**Documento**
########################################

Mesmo antes do plantio, o cenário já se desenhava de produção menor no Estado nesta temporada. A Emater-RS, por exemplo, previa uma queda de 10,1% na produção das principais culturas do Estado. Já a Federação da Agricultura do Rio Grande do Sul (Farsul) estimava, em seu relatório anual, uma redução de 6,3% na quantidade produzida na safra 2017/2018. O cenário de quebra se confirmou gerando uma espécie divisão no território gaúcho: enquanto a Metade Norte, tradicional zona de grãos, colhe com bons rendimentos, na Metade Sul a estiagem compromete fortemente a colheita.
A falta de chuvas que acomete a região, entretanto, aflige de forma ainda mais impactante a Argentina, um dos maiores produtores de grãos no mundo. A frustração na safra dos vizinhos é um dos fatores que mais influencia a alta dos preços dos alimentos nas últimas semanas. “Não se explica tudo por um movimento só, e sim dentro de uma perspectiva mais ampla. O início, porém, se deu com as perdas da Argentina, que pegou muito forte a soja e o milho”, analisa o economista-chefe da Farsul, Antônio da Luz.

########################################

**Dados fornecidos**

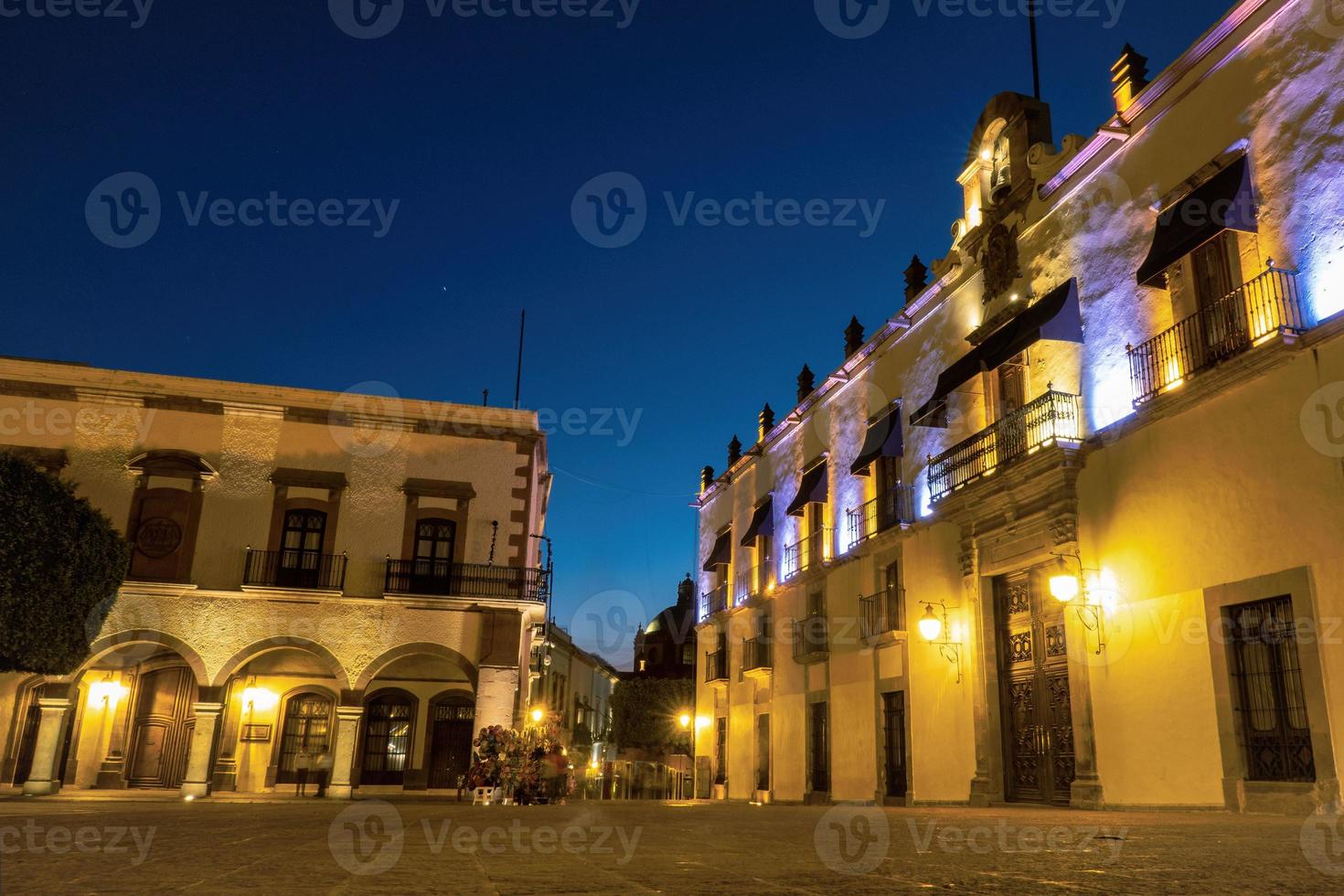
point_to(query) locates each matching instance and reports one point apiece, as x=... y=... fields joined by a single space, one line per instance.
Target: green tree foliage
x=60 y=564
x=644 y=713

########################################

**Instruções do exercício**
Redija a continuação do texto sobre a safra gaúcha 2017/2018, começando logo depois da última frase.

**Resposta**
No caso específico da principal cultura gaúcha, a soja, outro fator também impactou fortemente nas cotações: o anúncio da China de que taxaria em 25% a soja norte-americana em retaliação ao embargo de produtos chineses decretado pelos Estados Unidos. Automaticamente, se elevou também o prêmio pago à soja brasileira nos portos, aumentando o valor recebido pelos produtores.
A tendência de alta é acompanhada pelo levantamento semanal de preços recebidos pelos agricultores realizado pela Emater-RS. Em meados de março, por exemplo, a saca de soja rendia em média ao produtor R$ 69,58, segundo a entidade, valor semelhante ao visto um ano antes (R$ 68,58). No fim do mês, o valor ainda era semelhante, de R$ 70,75. Na semana passada, entretanto, já batia em R$ 76,98.
A alta é explicada, ainda, pela questão cambial. Eventos como o conflito na Síria e as incertezas de investidores estrangeiros com a situação política brasileira são apontados por Luz como motivos para que a cotação do dólar tenha mudado de patamar, saindo da casa dos R$ 3,20 para os R$ 3,40 no último mês, beneficiando também os agricultores na hora da conversão dos recursos do grão exportado.
Entre todos os disparadores do preço, há uma coisa em comum: o produtor gaúcho não tem controle algum sobre eles. Alguns efeitos já estão consolidados, como os causados pela quebra na safra argentina, mas, de resto, tudo pode mudar – e os preços, consequentemente, começarem a cair. A recomendação da Farsul é de que os agricultores aproveitem a situação, e não fiquem à espera de novos aumentos que podem não se concretizar. “Sugerimos aos produtores que aproveitem para fazer média de preço. Nunca vai vender no ótimo, mas vai vender sempre no bom”, comenta Luz.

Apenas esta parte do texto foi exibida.